SOURCE EXCERPT –
An Anthology in Thirty Volumes. 1917.

Critical and Biographical Introduction

By Olive Schreiner (1855–1920)

IN the summer of 1883 a little unheralded book, by an unknown author, appeared in the rank and file of contemporary fiction. Its title, ‘The Story of an African Farm,’ arrested attention, for the ostrich farm of South Africa was then virgin soil; not only virgin in its solemn monotony of unbroken plain and fierce sunlight, but virgin in its traditions and its customs.

The most cursory glance at the first chapter was enough to show the author of ‘The Story of an African Farm’ to be a virile and dramatic genius, independent of her choice of setting. Two facts, somewhat disguised (for the book was written under the penname of “Ralph Iron,” and incident and character were treated with masculine boldness), betrayed to the omniscient critic that the writer was a woman and young. Miss Schreiner has a remarkable intuition regarding the thoughts and feelings of men; but she reveals her sex by her profound preoccupation with the problem of its relation to the world. Moreover, only a girlish Amazon of the pen could have written a story so harsh and hopeless. Only to eyes of youthful intolerance could compromise and extenuation (qualities rich in the temperance which Hamlet loved) have been so immeasurably remote.

The girl author, it is plain, was enamored with the bottom of things; she had made straight for the central mysteries of life and faith, and looked, unblinking, at naked truths that wrest the soul.

Contour labeling items –
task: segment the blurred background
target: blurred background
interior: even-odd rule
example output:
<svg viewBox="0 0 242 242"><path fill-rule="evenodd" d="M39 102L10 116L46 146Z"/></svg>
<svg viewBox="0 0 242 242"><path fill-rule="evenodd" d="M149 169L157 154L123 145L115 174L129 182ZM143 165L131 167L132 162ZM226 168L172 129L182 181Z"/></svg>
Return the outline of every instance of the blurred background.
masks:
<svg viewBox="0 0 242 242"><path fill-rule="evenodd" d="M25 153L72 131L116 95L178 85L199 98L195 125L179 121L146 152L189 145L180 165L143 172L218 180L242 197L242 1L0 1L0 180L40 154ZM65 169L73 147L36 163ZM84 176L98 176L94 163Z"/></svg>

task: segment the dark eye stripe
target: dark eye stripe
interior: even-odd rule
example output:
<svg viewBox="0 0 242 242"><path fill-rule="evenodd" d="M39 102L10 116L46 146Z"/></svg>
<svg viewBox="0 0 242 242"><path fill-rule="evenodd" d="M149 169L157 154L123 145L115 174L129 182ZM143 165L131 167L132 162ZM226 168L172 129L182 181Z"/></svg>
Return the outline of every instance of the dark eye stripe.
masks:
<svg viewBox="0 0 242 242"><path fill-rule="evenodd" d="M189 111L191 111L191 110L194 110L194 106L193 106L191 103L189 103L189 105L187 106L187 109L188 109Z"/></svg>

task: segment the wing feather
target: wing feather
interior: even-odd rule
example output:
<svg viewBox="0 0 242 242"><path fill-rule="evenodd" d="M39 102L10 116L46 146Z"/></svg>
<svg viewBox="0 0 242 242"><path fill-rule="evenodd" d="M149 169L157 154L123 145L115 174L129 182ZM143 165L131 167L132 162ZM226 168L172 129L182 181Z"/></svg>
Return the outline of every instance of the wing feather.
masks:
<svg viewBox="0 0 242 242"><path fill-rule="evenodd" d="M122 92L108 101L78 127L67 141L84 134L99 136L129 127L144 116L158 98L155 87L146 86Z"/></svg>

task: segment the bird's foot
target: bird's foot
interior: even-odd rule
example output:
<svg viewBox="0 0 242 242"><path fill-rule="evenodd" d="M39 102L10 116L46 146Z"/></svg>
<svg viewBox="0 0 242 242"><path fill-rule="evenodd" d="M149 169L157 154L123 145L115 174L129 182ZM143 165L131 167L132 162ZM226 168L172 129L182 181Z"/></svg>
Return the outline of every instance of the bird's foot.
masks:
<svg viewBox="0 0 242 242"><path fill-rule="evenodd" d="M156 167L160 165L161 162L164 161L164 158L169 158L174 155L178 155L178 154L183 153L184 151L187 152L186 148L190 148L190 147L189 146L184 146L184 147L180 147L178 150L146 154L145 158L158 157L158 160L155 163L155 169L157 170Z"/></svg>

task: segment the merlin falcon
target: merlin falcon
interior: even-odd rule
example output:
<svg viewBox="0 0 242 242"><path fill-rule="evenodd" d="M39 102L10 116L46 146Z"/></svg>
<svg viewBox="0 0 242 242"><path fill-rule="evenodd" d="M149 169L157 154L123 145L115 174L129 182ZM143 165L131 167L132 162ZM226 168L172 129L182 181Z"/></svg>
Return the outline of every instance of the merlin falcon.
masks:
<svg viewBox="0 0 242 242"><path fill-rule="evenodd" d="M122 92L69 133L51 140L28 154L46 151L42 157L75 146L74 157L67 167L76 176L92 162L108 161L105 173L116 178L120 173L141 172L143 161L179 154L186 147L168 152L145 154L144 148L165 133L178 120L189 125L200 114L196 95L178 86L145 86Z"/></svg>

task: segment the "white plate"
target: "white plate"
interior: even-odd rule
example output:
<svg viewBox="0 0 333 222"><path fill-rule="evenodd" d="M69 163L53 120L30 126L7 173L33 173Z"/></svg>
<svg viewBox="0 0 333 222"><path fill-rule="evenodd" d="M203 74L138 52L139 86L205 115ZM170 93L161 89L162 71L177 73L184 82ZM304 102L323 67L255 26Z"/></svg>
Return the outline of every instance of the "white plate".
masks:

EXERCISE REQUIREMENTS –
[1] Decide whether each statement agrees with the Olive Schreiner introduction. For each, answer yes or no and quote the words of the introduction that decide it: (a) 'The Story of an African Farm' appeared in the summer of 1883. (b) The book was first published under the author's own name. (c) The introduction calls the story gentle and hopeful.
[2] Write a continuation of the Olive Schreiner introduction, picking up after its final sentence.
The items are separate material and have no connection to the Olive Schreiner introduction.

ANSWER LIST –
[1]
(a) Yes: "IN the summer of 1883 a little unheralded book, by an unknown author, appeared"
(b) No: "the book was written under the penname of “Ralph Iron,”"
(c) No: "a story so harsh and hopeless"

[2]
So far and no farther, however, do age and sex affect the story. There is none of the negligent superiority to the received dictums of style, in which her literary kinswoman, Emily Brontë, expressed the conventionally impossible. In strong, brief words and telling phrase the tale is told. A few bold, masterly strokes—as though from very familiarity she had wearied of local color, or disdained to use it—indicate the hueless, treeless, monotonous landscape of the ostrich farm, the grotesque, terrible caricature of deity that broods over it, and the strange, vulgar, elementary people who live there. These she draws with bitter and cynical humor, sparing nothing of coarseness or repulsiveness in the broad, high-light portraits. The rose has scent and thorn, but she takes the thorn; and line by line sets down the mean, ugly life, its commonplaceness, its gross content. Walsingham wrote, “Her Majesty counts much on fortune, I wish she would trust more to the Almighty;” and as we read this young girl’s story, we feel her to be another Elizabeth. The horoscope of her characters once cast, they have no more power to divert it than to reverse the laws of gravitation.

To three unhappy beings—unhappy because they are of finer mold, physically and mentally, than the rest—she commits the task of showing the relentlessness of fate. The boy Waldo worships the fetish he has been taught to call God, and pours out his whole innocent, ignorant soul into its deaf ear; the little English girl, Em, begs for love; the beautiful, proud child Lyndall asks only for freedom—to experience—to know. They beat their wings against the bars and fall back,—the one despairing, the other rebellious, the third exhausted; but all fall back on the dull animal existence, wounded unto death.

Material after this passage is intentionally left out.